- **Directions**
A faithful copy of the entries, without any pictures, is what is needed here.

- **Data excerpts**
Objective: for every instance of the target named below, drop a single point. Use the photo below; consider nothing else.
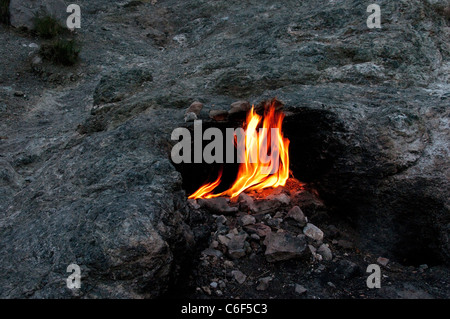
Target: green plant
(4, 11)
(48, 27)
(61, 51)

- **Answer to this exercise**
Objective: for every instance of the target named below, drop a single point. Use the photo below; consider nothing else.
Target: green plant
(4, 11)
(48, 27)
(61, 51)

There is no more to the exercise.